Collected data entries:
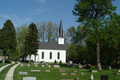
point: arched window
(42, 55)
(50, 55)
(58, 56)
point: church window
(50, 55)
(42, 55)
(58, 56)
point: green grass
(2, 64)
(4, 72)
(54, 73)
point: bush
(55, 61)
(60, 62)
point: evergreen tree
(92, 13)
(8, 38)
(31, 41)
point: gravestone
(28, 64)
(35, 70)
(23, 73)
(42, 65)
(29, 78)
(56, 66)
(74, 71)
(80, 66)
(94, 71)
(72, 74)
(61, 70)
(35, 65)
(104, 77)
(21, 64)
(49, 65)
(109, 67)
(63, 74)
(0, 59)
(82, 73)
(77, 78)
(47, 70)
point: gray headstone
(23, 73)
(74, 71)
(47, 70)
(29, 78)
(21, 64)
(56, 66)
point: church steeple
(61, 37)
(60, 29)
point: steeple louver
(60, 29)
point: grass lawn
(4, 71)
(54, 73)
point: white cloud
(17, 21)
(38, 11)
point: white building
(51, 51)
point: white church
(51, 51)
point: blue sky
(26, 11)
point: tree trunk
(4, 53)
(98, 57)
(29, 58)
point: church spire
(60, 29)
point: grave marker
(35, 70)
(23, 73)
(29, 78)
(72, 74)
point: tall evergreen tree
(92, 13)
(8, 38)
(31, 41)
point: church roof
(60, 29)
(51, 45)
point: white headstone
(91, 76)
(29, 78)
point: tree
(48, 31)
(31, 41)
(8, 38)
(91, 13)
(21, 33)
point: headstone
(94, 71)
(42, 65)
(49, 65)
(104, 77)
(29, 78)
(47, 70)
(28, 64)
(74, 71)
(63, 74)
(56, 66)
(82, 73)
(109, 67)
(23, 73)
(0, 59)
(70, 62)
(61, 70)
(35, 65)
(77, 78)
(21, 64)
(119, 70)
(35, 70)
(91, 77)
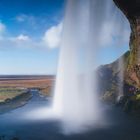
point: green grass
(9, 93)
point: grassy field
(9, 93)
(12, 87)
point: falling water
(84, 32)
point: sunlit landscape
(69, 70)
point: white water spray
(88, 26)
(75, 98)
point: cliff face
(131, 8)
(109, 75)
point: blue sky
(30, 34)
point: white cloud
(21, 18)
(22, 37)
(52, 36)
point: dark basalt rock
(131, 8)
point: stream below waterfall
(12, 124)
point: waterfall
(84, 32)
(88, 26)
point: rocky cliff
(115, 88)
(131, 9)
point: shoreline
(15, 103)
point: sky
(30, 36)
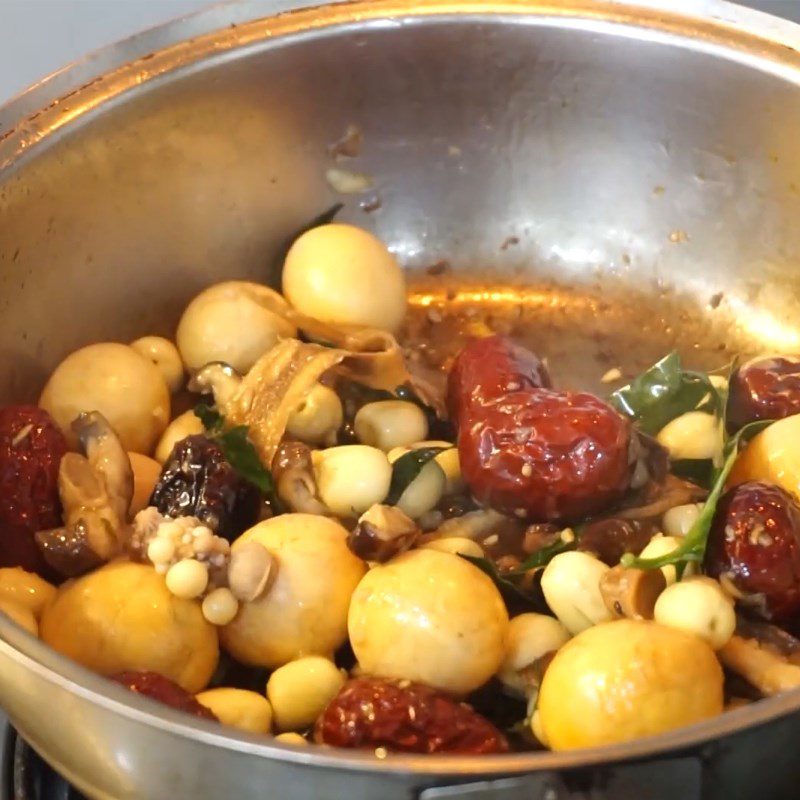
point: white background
(40, 36)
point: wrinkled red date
(489, 368)
(31, 448)
(406, 717)
(765, 388)
(755, 542)
(157, 687)
(546, 455)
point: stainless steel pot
(632, 171)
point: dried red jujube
(405, 717)
(765, 388)
(197, 481)
(31, 449)
(755, 543)
(489, 368)
(157, 687)
(546, 455)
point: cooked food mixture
(308, 519)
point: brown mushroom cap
(382, 533)
(632, 593)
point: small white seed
(317, 418)
(300, 690)
(251, 570)
(387, 424)
(171, 529)
(677, 521)
(160, 550)
(571, 587)
(449, 462)
(425, 491)
(698, 605)
(694, 435)
(351, 478)
(220, 606)
(165, 356)
(291, 738)
(187, 579)
(661, 545)
(203, 539)
(458, 545)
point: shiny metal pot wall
(635, 169)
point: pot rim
(34, 119)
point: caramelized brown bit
(382, 533)
(760, 665)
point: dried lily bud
(382, 533)
(294, 478)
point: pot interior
(583, 183)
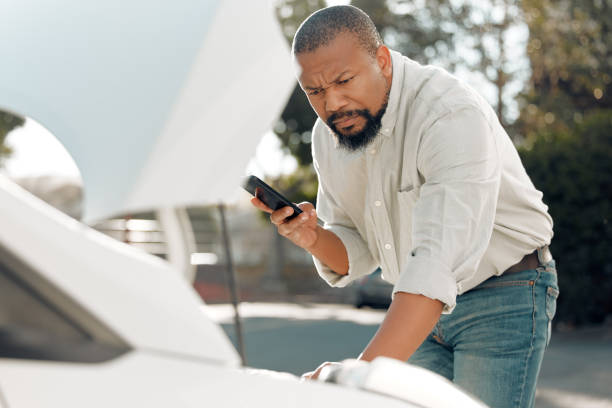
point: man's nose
(334, 100)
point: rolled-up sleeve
(452, 219)
(360, 259)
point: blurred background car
(373, 291)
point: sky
(38, 152)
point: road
(576, 372)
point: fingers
(288, 228)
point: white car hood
(139, 296)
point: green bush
(574, 171)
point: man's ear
(383, 59)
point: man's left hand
(313, 375)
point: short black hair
(324, 25)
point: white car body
(167, 352)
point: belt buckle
(544, 255)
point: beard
(358, 140)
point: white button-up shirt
(439, 200)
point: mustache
(346, 114)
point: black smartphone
(269, 196)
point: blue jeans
(493, 343)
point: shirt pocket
(406, 202)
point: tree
(573, 171)
(571, 63)
(8, 122)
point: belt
(531, 261)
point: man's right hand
(301, 230)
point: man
(417, 175)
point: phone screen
(269, 196)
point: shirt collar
(390, 117)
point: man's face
(347, 87)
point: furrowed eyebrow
(315, 88)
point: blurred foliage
(574, 171)
(8, 122)
(571, 60)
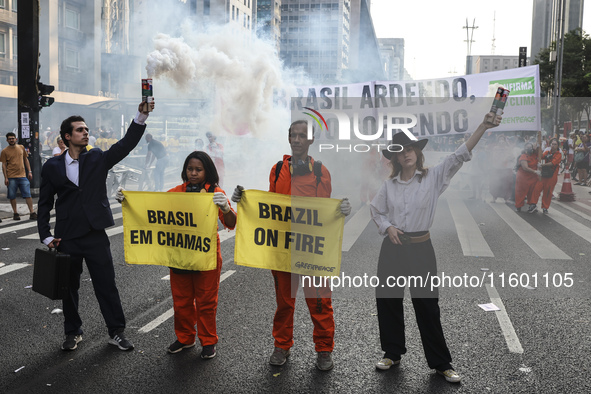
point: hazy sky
(434, 39)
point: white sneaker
(450, 375)
(385, 364)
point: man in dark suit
(78, 177)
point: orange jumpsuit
(546, 185)
(195, 296)
(318, 299)
(525, 182)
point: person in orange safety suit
(551, 159)
(527, 177)
(300, 175)
(195, 293)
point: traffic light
(44, 90)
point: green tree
(576, 75)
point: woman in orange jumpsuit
(549, 168)
(195, 293)
(527, 178)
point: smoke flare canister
(503, 101)
(147, 93)
(497, 100)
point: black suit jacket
(81, 208)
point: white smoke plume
(238, 73)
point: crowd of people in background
(519, 169)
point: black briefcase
(51, 274)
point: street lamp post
(558, 70)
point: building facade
(392, 55)
(315, 36)
(268, 18)
(488, 63)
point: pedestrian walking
(299, 174)
(526, 178)
(17, 175)
(195, 293)
(82, 211)
(548, 175)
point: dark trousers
(95, 249)
(406, 261)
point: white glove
(119, 195)
(221, 201)
(345, 207)
(237, 194)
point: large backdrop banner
(427, 108)
(302, 235)
(175, 230)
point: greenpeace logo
(517, 86)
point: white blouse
(410, 205)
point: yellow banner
(303, 235)
(171, 229)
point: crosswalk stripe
(532, 237)
(469, 234)
(354, 227)
(506, 326)
(110, 231)
(12, 267)
(22, 226)
(169, 313)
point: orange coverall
(195, 295)
(318, 299)
(546, 185)
(525, 182)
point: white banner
(427, 108)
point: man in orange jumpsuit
(300, 175)
(550, 163)
(527, 178)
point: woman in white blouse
(403, 210)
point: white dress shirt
(72, 169)
(410, 205)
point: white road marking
(506, 326)
(12, 267)
(469, 234)
(354, 227)
(541, 245)
(110, 231)
(22, 226)
(169, 313)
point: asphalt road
(538, 343)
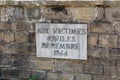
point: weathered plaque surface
(68, 41)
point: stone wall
(18, 59)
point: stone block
(4, 79)
(57, 13)
(92, 39)
(10, 48)
(92, 69)
(100, 13)
(61, 76)
(23, 48)
(99, 53)
(83, 77)
(116, 25)
(112, 14)
(111, 71)
(16, 73)
(40, 75)
(22, 25)
(5, 63)
(33, 13)
(44, 65)
(84, 14)
(8, 37)
(1, 36)
(115, 53)
(2, 26)
(66, 76)
(22, 64)
(31, 38)
(102, 27)
(32, 48)
(118, 63)
(104, 62)
(101, 77)
(52, 76)
(11, 14)
(20, 37)
(68, 66)
(110, 41)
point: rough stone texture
(8, 37)
(66, 66)
(57, 13)
(44, 65)
(111, 71)
(112, 14)
(101, 27)
(99, 53)
(108, 41)
(83, 77)
(11, 73)
(33, 13)
(11, 14)
(55, 76)
(115, 54)
(20, 37)
(18, 59)
(92, 39)
(100, 77)
(103, 62)
(83, 14)
(93, 69)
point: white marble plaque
(67, 41)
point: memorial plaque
(67, 41)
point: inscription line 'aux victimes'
(68, 41)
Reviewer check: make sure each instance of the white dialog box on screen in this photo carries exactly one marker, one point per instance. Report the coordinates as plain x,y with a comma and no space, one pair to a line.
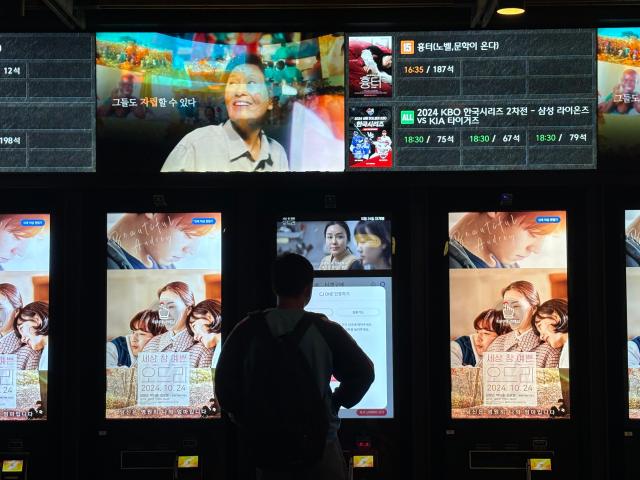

Given problem:
Identify every line in the records above that contains the string "plaque", matching case exactly, and copy each of those lines.

Task result:
point: weathered plaque surface
point: white marble plaque
point: memorial plaque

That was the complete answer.